• _Excerto_
+++
No seu livro Não é amor, é uma relação tóxica, afirma que não há dois relacionamentos tóxicos similares. Sendo assim, quais são as principais características que os definem?

Há várias características muito comuns destas relações, e penso que nos devemos focar em duas ou três, provavelmente mais importantes, e que devem ser identificadas o quanto antes. Primeiro, são relações prejudiciais, em que há uma enorme falta de empatia e um desrespeito pelas necessidades e pelos limites da outra pessoa. Há, também, uma instrumentalização do outro. Ou seja, para o ‘parceiro tóxico’, a outra pessoa é mesmo como um instrumento, alguém que está ali para corresponder ao que ele precisa e às suas exigências, e para regular as suas emoções. São relações que não deixam espaço para os dois elementos, porque há um que é dominante e tem o espaço todo na relação. No fundo, é quem dita as regras. E depois há o outro elemento que está na relação com muito pouco espaço para a sua liberdade individual, e está sempre na expectativa de providenciar tudo o que seja pedido pelo parceiro tóxico – sejam coisas materiais, atenção, sexo, o que for.

No entanto, nestas relações, criam-se também dinâmicas que podem facilmente ser confundidas com actos de amor, mas que não o são, na verdade…

Sim, é isso que torna estas relações tão prejudiciais. No início, elas são muito facilmente confundidas com amor porque, numa primeira impressão, há uma intensidade de afectos muito grande. Há um período de sedução, que é muito forte e intenso, na primeira fase da relação, em que o parceiro tóxico aprende tudo sobre a outra pessoa – regra real, estes parceiros são extremamente inteligentes e capazes de o fazer e, portanto, têm uma capacidade enorme de ir ao encontro daquilo que nós queremos ouvir: seja os nossos interesses e objectivos de vida, o que gostamos e não gostamos. Portanto, cria-se uma intensidade afectiva e um vínculo que é quase instantâneo. É um vínculo patológico, mas é quase instantâneo, e que gera aquela sensação de “encontrei a minha alma gémea”, “é tudo o que eu sempre sonhei”. E só o facto de sentirmos isto já é uma alavanca para uma união, e para um vínculo muito forte. E, claro, este é um dos grandes poderes da relação tóxica, porque nós ainda estamos muito habituados a querer isso: a ideia de esperar pela cara-metade, a pessoa que encaixa perfeitamente em nós – quando, na realidade ninguém pode encaixar perfeitamente em ninguém e não há nada de errado nisso; pelo contrário.
+++
• _Dados fornecidos_
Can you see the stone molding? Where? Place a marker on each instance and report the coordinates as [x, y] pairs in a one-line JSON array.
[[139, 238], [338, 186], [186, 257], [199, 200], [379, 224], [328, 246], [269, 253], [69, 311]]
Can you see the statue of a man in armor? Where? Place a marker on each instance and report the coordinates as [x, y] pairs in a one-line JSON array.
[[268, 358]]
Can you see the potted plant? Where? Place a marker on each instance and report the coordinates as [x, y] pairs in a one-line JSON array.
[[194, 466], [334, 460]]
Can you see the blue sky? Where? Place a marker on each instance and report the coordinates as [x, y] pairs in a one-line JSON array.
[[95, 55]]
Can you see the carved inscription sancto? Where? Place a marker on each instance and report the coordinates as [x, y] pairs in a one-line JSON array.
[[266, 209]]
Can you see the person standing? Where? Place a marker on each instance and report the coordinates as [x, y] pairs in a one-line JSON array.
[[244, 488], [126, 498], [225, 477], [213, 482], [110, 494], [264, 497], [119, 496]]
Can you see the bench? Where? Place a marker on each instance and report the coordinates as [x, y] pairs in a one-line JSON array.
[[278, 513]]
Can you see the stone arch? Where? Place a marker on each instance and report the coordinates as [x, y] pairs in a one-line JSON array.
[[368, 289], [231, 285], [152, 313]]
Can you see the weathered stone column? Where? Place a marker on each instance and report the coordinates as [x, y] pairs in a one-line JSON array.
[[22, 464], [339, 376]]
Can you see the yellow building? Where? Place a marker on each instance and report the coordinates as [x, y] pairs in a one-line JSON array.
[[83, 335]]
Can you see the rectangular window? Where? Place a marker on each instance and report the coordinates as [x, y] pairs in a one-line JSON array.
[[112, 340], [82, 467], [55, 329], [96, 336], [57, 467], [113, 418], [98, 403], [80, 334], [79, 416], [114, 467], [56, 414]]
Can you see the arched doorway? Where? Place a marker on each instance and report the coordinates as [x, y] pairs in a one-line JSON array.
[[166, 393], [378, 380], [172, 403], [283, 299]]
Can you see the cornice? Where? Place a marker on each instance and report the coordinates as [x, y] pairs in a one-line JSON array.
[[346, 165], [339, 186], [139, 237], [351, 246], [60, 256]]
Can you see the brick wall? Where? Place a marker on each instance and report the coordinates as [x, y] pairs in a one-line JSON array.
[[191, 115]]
+++
• _Tarefas a resolver_
1: No excerto sobre relações tóxicas, o que faz o parceiro tóxico durante o período de sedução da primeira fase da relação?
2: Por favor, dê continuidade ao excerto sobre relações tóxicas, começando logo após a última frase apresentada.

• _Resultados por tarefa_
1: Aprende tudo sobre a outra pessoa.

2:
Também é comum, por exemplo, confundir-se ciúmes excessivos com amor.

Sim; aí, acho que há vários sinais. Ainda recentemente, quando fui ao programa Curto Circuito, dei alguns exemplos que acho que acontecem nas relações de todas as idades, mas sobretudo com os mais novos, porque há uma partilha menor; por geralmente não viverem ainda juntos. Mas as pessoas pensam: se tem ciúmes é porque se importa muito comigo e não me quer perder, gosta de mim. Entretanto, surgem uma série de outras coisas: se comenta a roupa que eu visto é por causa do ciúme; é por causa do ciúme – ou seja, do “amor” – que ele me diz um colega de trabalho está a “dar em cima” de mim, e que é melhor afastar-me…  É por causa do amor que não quer que eu siga esta ou aquela pessoa nas redes sociais… Sim, porque as redes sociais, nestas relações, também são “invadidas”; tudo é. E hoje, as redes sociais são uma parcela das relações interpessoais muito grande, como sabemos.

E, portanto, é aquela convicção que foi criada na tal fase de sedução, de que somos feitos um para o outro e não nos podemos perder, em que o parceiro tóxico aprendeu tudo e mimetizou tudo o que a outra pessoa quer ouvir, que justifica aguentar todas estas coisas. A maioria de nós, quando estamos de fora, e se pudéssemos pensar bem quando estamos dentro da relação, perceberíamos que esta pessoa está a limitar com quem eu falo e quando falo, o que visto, onde vou. Portanto, está a limitar a minha liberdade individual, e não está a confiar em mim. Está só a isolar-me cada vez mais, até que a certa altura – e isso é uma coisa que acontece muito e é uma característica muito pesada destas relações –, há uma espécie de uma bolha, um isolamento muito grande, que pode até incluir os familiares. E esse afastamento contribui ainda mais para que aquela relação pareça tão importante – a certa altura, não há mesmo mais ninguém. Ela é importante porque o desamparo é gigante, e esse desamparo foi criado pela própria relação. O parceiro tóxico convence a outra pessoa que quem está ao seu redor não lhe quer bem, recorrendo muito à crítica e à desqualificação, e dizendo coisas como “tu não percebes nada”, “toda a gente te engana”… E todas estas características se enredam umas nas outras e transformam estas relações num ‘novelo’ do qual é mesmo muito difícil sair.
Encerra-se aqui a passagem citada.